Personnel tempo, or PERSTEMPO, on the other hand, measures the number of days each sailor spends away their home port on official Navy business. The moment a sailor leaves a home port, the PERSTEMPO clock starts.
The data “allows the Navy to monitor...how much time sailors are spending away from their home port...away from their families,” said Lt. Cmdr. Daniel Day, Navy spokesman at the Pentagon.
Tracking this data “allows us to ensure proper compensation for those sailors who spend more than 220 consecutive days in a deployed status,” he added.
Navy Times obtained the last three years — FY15 to FY17 — of PERSTEMPO data for the entire Navy from Navy Personnel Command. That information was then broken down by individual commands.
And while Navy officials stress that PERSTEMPO data is more about individual sailors than unit operational tempo, they do admit there’s some overlap.
According to Day, the data could be “skewed by people who detached and reported during a specific time frame, individuals who may ‘cross-deck’ to another command during extended maintenance.”
But Navy officials could not say how much the data would be skewed or in what direction.
“What was provided is what the fleet reported to NPC,” a source familiar with data collection process said. “It’s a requirement for commands to report the data about their people and we trust that commands are doing what’s required of them.”
Collecting Navy Personnel Command data another three years from now could arguably look drastically different due to the ever-changing landscape of operational demands. And ships that appear the busiest now will likely change in that span, Navy officials say.
WHAT THE DATA SHOWS
The data provided spans sailors from 221 ships and submarines, and 121 aviation squadrons.
According to the numbers from Navy Personnel Command, sailors stationed on surface ships spent an average of 23 percent of their time away from home, submariners spent 15 percent of their time away and shipmates in aviation squadrons — of all aircraft types — were gone 23 percent of the time.
To get a sense of which command’s sailors were busiest over the three-year span, the numbers from each command were stacked up against one another.
A total of 25 commands had PERSTEMPO totals that topped the 33 percent mark, meaning that on average, these sailors were gone for one whole year over the course of three.
The list obtained by Navy Times contains four aircraft carriers and 12 carrier-based helo and fixed-wing squadrons, eight guided-missile destroyers, one guided-missile cruiser, three amphibious ships, one attack submarine, two guided-missile submarines and three patrol squadrons.
When looking at the forward deployed sailors in Japan, PERSTEMPO data shows that those assigned to the Yokosuka-based cruisers, destroyers, carrier and command ship were away from their home port about 23 percent of the time. This is compared to 24 percent of time spent away for their U.S.-based counterparts.

____________________

SET TASK A: Collect every line of the entries that contains the string "shadowed", treating uppercase and lowercase as different.
The article above and the entries that follow are unrelated material.

____________________

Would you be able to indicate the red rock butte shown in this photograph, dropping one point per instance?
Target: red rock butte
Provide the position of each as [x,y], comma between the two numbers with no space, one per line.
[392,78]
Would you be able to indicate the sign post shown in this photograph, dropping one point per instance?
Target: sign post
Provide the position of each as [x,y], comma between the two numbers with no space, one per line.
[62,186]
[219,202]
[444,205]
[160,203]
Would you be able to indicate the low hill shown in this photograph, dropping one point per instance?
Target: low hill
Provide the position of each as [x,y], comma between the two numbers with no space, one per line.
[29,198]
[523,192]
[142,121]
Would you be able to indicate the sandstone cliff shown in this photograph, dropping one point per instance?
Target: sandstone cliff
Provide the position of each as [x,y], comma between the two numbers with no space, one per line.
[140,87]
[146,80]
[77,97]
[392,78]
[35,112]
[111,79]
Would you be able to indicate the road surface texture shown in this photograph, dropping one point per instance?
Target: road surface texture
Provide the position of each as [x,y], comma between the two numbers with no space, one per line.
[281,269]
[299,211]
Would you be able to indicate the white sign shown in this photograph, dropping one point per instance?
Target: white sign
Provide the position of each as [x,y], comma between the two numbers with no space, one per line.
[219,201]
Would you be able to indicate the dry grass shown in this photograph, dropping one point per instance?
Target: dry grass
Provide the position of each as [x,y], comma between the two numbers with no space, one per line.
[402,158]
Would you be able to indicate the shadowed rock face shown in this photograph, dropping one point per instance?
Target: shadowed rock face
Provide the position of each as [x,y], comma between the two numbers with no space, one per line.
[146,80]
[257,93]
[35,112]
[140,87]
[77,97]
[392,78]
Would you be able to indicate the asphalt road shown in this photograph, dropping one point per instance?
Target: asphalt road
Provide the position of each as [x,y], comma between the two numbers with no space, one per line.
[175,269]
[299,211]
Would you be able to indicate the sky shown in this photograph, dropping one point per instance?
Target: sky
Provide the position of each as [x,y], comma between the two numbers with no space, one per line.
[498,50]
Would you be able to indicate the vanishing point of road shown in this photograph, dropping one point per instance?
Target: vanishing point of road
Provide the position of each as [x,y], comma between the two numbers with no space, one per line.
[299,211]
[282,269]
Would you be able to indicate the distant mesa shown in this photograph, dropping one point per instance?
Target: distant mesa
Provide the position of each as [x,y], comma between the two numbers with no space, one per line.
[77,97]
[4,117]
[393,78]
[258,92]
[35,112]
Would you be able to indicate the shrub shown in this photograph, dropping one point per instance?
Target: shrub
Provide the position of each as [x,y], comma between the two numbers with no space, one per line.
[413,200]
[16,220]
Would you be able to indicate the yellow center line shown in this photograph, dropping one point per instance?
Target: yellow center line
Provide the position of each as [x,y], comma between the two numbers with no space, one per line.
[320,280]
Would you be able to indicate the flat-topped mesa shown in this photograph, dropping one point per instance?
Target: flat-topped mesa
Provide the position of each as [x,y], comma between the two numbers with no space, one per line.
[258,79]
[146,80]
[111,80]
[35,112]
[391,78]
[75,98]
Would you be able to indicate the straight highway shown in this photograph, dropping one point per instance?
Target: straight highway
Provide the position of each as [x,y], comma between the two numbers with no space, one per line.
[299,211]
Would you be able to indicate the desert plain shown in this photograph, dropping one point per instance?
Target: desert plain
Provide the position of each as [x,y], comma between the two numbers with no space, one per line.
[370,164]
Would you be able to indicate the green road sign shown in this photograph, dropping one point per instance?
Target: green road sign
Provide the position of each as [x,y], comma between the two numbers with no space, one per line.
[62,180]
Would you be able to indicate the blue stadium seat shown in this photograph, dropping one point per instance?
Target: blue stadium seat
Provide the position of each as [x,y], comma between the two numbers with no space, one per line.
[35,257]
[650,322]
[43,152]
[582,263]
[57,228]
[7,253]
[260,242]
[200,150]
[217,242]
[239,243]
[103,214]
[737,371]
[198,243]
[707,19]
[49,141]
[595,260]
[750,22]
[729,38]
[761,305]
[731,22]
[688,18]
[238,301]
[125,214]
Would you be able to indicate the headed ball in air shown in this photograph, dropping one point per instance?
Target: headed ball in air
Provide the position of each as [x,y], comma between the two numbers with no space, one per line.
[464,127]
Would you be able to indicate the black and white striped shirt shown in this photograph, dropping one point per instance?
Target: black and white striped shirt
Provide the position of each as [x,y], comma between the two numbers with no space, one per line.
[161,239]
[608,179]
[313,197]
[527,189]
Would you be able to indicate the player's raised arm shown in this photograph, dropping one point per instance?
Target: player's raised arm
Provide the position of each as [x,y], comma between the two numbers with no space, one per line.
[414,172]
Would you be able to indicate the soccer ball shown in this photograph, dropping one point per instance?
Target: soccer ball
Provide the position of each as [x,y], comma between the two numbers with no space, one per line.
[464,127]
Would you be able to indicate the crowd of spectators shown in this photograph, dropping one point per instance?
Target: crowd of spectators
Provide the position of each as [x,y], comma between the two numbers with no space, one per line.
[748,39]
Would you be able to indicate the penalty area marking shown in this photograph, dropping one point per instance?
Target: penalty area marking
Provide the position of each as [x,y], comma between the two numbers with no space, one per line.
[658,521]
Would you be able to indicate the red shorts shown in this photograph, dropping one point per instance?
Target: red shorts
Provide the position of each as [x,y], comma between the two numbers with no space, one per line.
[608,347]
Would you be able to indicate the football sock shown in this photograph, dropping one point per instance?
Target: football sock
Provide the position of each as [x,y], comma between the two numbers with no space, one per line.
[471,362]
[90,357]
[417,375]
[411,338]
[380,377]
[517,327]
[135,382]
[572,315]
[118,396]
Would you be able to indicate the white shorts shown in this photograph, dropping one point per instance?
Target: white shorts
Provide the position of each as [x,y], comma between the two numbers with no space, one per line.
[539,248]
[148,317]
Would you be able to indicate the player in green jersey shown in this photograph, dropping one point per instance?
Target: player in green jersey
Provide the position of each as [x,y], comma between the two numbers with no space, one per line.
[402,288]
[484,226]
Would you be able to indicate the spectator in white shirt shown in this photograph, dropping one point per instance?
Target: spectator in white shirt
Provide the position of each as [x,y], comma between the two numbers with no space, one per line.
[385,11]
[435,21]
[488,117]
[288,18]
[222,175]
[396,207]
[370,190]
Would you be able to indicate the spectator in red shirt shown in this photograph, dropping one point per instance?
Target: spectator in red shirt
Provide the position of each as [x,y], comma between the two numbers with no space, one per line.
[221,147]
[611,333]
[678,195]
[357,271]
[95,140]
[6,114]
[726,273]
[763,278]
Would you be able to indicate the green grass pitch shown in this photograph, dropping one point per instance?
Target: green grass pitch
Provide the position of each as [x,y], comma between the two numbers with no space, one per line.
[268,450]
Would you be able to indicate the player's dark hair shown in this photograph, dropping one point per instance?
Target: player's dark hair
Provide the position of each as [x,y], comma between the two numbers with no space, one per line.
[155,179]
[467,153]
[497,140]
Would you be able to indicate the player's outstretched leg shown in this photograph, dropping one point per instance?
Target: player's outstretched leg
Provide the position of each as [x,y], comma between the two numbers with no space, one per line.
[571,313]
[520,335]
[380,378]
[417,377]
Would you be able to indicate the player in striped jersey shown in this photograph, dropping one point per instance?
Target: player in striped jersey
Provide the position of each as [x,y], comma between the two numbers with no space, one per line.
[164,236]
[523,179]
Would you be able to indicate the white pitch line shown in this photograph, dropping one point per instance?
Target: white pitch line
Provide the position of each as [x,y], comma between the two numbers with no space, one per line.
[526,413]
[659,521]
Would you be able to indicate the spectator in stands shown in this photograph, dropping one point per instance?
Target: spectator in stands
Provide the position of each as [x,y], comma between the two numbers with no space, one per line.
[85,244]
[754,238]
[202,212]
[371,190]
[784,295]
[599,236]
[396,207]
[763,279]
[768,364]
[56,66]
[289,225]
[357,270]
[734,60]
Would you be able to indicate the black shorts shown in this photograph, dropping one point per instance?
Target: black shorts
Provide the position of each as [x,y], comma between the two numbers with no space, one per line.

____________________

SET TASK B:
Answer these questions from the PERSTEMPO article above, one answer per line:
(i) How many consecutive days in a deployed status must a sailor exceed to receive the compensation the Navy spokesman mentions?
(ii) How many aviation squadrons does the data span?
(iii) About what percentage of the time were sailors on the Yokosuka-based cruisers, destroyers, carrier and command ship away from their home port?

FINISHED ANSWER A:
Would you be able to indicate the shadowed rock face shown in this photograph, dropping one point per instance?
Target: shadowed rock face

FINISHED ANSWER B:
(i) More than 220 consecutive days
(ii) 121 aviation squadrons
(iii) About 23 percent